▶ _Strona_:

Akcja przenosi widza do roku 1964 na tereny katolickiej szkoły w Bronxie. Uczelnią zarządza surowa i wierna zasadom siostra Alojza (Meryl Streep). Jej przeciwieństwem jest uczący w szkole koszykówki, beztroski ojciec Flynn (Philip Seymour Hoffman). Z czasem niechęć Alojzy do Flynna narasta, zwłaszcza gdy dowiaduje się, że jeden z jej uczniów spotyka się z księdzem. Alojza oskarża Flynna o molestowanie seksualne.

▶ _Polecenie 1_:
Przepisz w formie listy numerowanej wiersze od tego, w którym występuje „[point] every instance of the window”, aż do ostatniego wiersza, bez pustych linii. Obrazy pomiń w odpowiedzi.

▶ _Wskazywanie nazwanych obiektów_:
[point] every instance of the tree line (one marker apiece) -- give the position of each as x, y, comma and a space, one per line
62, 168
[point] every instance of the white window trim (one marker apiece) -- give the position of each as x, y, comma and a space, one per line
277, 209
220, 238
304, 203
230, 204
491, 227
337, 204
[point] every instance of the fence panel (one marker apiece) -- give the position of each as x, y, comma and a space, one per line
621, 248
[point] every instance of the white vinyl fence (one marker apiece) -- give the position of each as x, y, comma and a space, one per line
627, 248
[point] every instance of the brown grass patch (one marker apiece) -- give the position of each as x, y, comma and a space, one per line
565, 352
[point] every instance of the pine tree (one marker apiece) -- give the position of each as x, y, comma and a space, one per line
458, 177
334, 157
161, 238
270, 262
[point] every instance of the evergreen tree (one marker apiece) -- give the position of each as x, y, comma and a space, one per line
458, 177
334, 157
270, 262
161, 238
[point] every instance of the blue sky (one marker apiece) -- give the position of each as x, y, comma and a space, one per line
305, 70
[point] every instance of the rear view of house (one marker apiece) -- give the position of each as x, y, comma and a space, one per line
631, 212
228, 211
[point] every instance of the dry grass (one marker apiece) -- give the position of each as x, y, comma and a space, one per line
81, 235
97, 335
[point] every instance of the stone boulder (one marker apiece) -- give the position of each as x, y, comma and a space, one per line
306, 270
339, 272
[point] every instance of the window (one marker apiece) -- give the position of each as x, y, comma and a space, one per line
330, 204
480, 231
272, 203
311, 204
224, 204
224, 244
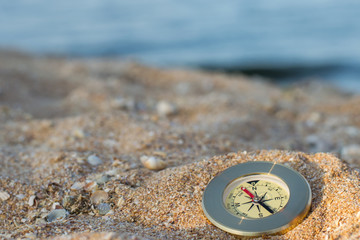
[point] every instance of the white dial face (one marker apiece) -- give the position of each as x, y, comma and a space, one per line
256, 196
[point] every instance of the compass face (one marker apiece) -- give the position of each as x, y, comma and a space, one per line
256, 196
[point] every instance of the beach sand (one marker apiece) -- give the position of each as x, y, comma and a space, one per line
75, 131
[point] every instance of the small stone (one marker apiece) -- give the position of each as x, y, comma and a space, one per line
20, 196
120, 202
78, 133
153, 163
77, 186
122, 103
103, 208
32, 200
165, 108
56, 215
90, 186
103, 179
98, 197
94, 160
351, 153
4, 196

▶ _Polecenie 2_:
Streść opis fabuły w dwóch zdaniach.

▶ _Pełne rozwiązanie 1_:
1. [point] every instance of the window (one marker apiece) -- give the position of each as x, y, comma and a space, one per line
2. 330, 204
3. 480, 231
4. 272, 203
5. 311, 204
6. 224, 204
7. 224, 244
8. [point] every instance of the white dial face (one marker apiece) -- give the position of each as x, y, comma and a space, one per line
9. 256, 196
10. [point] every instance of the compass face (one marker apiece) -- give the position of each as x, y, comma and a space, one per line
11. 256, 196
12. [point] every instance of the beach sand (one marker apiece) -- give the position of each as x, y, comma and a space, one per line
13. 75, 131
14. [point] every instance of the small stone (one marker apiece) -- give the position of each as x, y, comma and a space, one per line
15. 20, 196
16. 120, 202
17. 78, 133
18. 153, 163
19. 77, 186
20. 122, 103
21. 103, 208
22. 32, 200
23. 165, 108
24. 56, 215
25. 90, 186
26. 103, 179
27. 98, 197
28. 94, 160
29. 351, 153
30. 4, 196

▶ _Pełne rozwiązanie 2_:
Akcja toczy się w 1964 roku w katolickiej szkole w Bronxie, którą zarządza surowa i wierna zasadom siostra Alojza (Meryl Streep), przeciwieństwo beztroskiego ojca Flynna (Philip Seymour Hoffman), który uczy tam koszykówki. Niechęć Alojzy do Flynna narasta, zwłaszcza gdy dowiaduje się, że jeden z jej uczniów spotyka się z księdzem, a Alojza oskarża Flynna o molestowanie seksualne.